▶ **Source data**
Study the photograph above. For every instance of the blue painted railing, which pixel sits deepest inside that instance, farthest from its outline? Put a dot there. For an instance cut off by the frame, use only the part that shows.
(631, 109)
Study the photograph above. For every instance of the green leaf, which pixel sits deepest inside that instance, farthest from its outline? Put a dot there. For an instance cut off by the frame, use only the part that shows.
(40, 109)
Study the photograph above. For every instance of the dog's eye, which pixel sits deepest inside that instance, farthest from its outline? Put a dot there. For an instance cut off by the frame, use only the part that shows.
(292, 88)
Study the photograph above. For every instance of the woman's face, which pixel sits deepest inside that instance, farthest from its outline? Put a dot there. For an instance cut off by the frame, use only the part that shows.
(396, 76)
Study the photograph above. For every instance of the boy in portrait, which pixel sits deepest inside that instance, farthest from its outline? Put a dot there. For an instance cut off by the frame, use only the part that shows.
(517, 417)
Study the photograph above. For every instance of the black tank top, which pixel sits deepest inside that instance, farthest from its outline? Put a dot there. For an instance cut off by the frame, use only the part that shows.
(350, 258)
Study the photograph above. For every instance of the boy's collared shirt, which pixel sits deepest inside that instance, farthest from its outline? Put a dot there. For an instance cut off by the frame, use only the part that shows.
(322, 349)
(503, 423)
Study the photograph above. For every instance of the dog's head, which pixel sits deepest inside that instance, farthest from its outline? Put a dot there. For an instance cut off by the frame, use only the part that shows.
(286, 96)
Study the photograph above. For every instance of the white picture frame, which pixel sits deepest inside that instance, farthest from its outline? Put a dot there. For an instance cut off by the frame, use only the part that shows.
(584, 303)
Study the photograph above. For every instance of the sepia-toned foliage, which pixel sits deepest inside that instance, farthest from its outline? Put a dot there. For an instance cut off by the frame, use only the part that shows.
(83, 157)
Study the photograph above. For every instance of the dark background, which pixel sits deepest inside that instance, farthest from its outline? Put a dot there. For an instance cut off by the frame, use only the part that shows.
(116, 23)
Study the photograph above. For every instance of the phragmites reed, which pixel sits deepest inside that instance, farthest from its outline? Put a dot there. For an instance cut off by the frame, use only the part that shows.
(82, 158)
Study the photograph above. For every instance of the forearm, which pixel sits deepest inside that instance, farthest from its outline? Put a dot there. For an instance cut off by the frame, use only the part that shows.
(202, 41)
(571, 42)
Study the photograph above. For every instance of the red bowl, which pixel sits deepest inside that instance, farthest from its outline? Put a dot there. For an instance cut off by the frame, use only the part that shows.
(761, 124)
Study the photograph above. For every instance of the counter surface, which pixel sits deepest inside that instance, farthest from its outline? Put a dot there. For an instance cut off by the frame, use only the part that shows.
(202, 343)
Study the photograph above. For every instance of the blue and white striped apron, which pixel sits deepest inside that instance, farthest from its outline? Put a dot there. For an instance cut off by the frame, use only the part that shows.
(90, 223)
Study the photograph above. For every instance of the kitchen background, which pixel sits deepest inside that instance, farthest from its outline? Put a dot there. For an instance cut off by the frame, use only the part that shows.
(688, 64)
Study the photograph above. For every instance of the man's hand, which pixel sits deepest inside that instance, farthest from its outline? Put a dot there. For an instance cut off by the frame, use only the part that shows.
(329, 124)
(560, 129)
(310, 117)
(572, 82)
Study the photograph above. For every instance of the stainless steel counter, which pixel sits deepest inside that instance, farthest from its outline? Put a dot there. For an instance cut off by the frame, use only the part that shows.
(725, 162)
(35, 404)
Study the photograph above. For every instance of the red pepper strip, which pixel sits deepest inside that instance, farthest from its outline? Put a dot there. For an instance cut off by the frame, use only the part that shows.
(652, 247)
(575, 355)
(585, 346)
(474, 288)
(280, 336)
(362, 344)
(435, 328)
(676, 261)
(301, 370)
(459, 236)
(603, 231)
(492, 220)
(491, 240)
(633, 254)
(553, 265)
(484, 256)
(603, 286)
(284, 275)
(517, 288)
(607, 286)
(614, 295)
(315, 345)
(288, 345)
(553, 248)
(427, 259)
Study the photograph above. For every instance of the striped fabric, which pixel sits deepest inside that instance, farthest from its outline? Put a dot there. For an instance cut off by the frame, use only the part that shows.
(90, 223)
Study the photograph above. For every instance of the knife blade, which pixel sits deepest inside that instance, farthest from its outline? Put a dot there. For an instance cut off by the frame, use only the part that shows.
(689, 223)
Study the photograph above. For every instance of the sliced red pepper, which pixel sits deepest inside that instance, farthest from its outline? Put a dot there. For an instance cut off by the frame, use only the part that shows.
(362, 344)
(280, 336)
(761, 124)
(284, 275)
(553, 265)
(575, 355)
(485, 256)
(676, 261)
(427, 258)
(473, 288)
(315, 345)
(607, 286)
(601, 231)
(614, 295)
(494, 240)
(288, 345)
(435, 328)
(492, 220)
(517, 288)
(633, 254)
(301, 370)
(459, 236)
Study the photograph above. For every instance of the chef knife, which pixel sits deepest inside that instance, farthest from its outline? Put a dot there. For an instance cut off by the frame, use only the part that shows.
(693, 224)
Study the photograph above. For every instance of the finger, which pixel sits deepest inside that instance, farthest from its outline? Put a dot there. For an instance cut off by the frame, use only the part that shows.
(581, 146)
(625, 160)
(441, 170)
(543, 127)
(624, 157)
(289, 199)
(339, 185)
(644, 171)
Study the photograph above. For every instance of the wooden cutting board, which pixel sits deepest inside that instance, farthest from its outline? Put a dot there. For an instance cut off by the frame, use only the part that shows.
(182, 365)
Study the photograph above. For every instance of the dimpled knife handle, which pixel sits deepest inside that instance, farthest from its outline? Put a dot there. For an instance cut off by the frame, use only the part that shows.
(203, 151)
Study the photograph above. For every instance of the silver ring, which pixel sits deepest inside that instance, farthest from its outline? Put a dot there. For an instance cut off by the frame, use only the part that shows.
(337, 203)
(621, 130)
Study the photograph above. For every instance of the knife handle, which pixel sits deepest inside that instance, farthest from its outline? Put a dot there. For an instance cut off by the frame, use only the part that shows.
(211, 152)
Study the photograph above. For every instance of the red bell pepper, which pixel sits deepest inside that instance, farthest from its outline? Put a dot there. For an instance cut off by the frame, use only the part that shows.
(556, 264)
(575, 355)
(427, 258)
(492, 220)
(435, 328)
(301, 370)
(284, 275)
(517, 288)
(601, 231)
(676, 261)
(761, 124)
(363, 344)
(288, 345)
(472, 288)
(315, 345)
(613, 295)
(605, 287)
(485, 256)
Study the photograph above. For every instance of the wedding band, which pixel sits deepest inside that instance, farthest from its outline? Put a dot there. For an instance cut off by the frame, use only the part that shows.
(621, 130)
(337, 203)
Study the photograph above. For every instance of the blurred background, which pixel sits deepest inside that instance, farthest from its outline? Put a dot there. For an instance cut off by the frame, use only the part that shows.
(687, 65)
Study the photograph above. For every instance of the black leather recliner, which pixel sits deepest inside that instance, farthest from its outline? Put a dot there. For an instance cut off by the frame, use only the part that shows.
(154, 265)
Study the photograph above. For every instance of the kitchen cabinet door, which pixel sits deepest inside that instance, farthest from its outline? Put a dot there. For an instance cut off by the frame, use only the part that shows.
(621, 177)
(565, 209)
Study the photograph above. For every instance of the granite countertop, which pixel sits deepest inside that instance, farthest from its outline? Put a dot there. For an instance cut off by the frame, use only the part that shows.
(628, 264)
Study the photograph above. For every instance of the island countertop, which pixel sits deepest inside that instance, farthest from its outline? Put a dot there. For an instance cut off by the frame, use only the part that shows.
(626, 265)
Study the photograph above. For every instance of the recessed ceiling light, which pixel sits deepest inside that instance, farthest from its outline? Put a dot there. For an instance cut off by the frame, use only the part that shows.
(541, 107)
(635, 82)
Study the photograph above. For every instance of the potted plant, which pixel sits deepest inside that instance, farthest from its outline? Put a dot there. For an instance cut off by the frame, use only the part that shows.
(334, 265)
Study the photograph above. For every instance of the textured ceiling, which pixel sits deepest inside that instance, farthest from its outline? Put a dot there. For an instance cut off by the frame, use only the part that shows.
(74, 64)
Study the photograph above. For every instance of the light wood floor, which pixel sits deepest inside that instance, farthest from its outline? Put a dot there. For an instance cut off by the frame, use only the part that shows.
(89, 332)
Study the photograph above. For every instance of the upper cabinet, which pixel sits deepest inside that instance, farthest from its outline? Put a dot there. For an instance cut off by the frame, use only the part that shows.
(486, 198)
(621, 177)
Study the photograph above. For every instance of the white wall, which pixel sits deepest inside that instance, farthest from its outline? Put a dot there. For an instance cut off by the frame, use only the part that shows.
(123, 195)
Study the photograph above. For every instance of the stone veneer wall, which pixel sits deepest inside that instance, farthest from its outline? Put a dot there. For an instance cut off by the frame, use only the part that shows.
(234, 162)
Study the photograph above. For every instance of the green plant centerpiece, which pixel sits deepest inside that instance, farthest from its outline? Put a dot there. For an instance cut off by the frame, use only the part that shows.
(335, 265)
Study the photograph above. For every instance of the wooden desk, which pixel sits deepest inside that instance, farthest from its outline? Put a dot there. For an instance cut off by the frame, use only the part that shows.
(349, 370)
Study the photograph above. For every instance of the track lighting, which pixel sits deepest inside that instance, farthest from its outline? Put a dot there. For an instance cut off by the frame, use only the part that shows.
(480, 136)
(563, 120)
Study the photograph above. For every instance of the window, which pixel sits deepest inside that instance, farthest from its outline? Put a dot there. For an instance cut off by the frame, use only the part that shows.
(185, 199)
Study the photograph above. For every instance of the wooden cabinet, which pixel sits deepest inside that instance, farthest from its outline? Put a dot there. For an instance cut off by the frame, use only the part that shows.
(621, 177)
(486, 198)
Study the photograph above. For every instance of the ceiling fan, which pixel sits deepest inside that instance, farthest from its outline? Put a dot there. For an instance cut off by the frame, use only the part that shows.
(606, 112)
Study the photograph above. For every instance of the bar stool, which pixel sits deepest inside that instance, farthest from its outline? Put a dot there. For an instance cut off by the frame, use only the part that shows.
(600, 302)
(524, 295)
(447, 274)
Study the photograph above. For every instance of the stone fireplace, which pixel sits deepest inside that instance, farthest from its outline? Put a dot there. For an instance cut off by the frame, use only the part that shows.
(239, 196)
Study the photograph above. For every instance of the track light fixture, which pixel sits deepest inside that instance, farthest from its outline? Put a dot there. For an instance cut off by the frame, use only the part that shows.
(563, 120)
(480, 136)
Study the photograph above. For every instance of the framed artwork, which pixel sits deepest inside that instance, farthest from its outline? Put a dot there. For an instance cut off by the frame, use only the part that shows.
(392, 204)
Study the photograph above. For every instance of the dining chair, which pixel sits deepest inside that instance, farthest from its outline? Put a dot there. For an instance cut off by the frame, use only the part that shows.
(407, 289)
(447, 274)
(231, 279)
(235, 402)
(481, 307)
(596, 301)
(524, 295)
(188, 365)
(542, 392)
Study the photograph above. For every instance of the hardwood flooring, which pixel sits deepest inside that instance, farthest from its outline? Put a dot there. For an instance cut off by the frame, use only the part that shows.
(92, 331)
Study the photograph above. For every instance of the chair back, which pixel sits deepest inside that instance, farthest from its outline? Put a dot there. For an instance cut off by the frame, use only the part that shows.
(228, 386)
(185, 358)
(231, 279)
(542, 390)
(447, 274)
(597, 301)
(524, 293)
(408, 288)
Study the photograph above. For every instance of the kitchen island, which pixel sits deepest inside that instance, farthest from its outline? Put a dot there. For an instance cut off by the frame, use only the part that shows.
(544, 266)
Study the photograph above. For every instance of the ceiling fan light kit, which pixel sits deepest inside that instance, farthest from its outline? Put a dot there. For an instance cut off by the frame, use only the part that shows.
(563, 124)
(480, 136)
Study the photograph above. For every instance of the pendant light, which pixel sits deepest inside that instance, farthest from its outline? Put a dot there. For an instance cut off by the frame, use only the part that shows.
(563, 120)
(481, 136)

▶ **Aim**
Your task is to write out the lines from the one with "Study the photograph above. For every instance of the dining" through the end of the records, exactly and with nothing added.

▶ **Right answer**
Study the photograph above. For every instance of the dining chair, which pixel sits deepest inside that instance, farthest from its outline? Put a dot there. For an instance cut off by the frame, use only the part that shows.
(407, 289)
(447, 274)
(231, 279)
(235, 402)
(481, 307)
(596, 301)
(524, 295)
(188, 365)
(542, 392)
Study the photograph above. For every instance of the hardwood flooring, which pixel sits deepest inside that instance, farthest from its outline? Put a dot there. For an instance cut off by the frame, use only the part that shows.
(92, 331)
Study the photograph above. For every instance of the chair back, which pixel sits deepest inside that instance, farthest from its outline? Put a dot there. For an instance cut off by the frame, use only the part that shows.
(228, 386)
(185, 358)
(231, 279)
(542, 390)
(447, 274)
(597, 301)
(524, 293)
(408, 288)
Study the photograph above. For every instance of the kitchen island, which pixel sits deepest inside that instance, farthest from its outline? Put a dot there. For an instance cut off by the frame, use only the part that shows.
(544, 266)
Study the photograph above. For every instance of the ceiling fan light kit, which pixel sits deepest inside that instance, farthest from its outline? Put a dot there. For an instance cut off by the frame, use only the part that shows.
(563, 124)
(480, 136)
Study the photograph above. For every instance of the pendant light, which pixel sits deepest inside that instance, farthest from its outline? Put a dot there. For an instance cut off by the frame, use only the part that shows.
(563, 120)
(481, 136)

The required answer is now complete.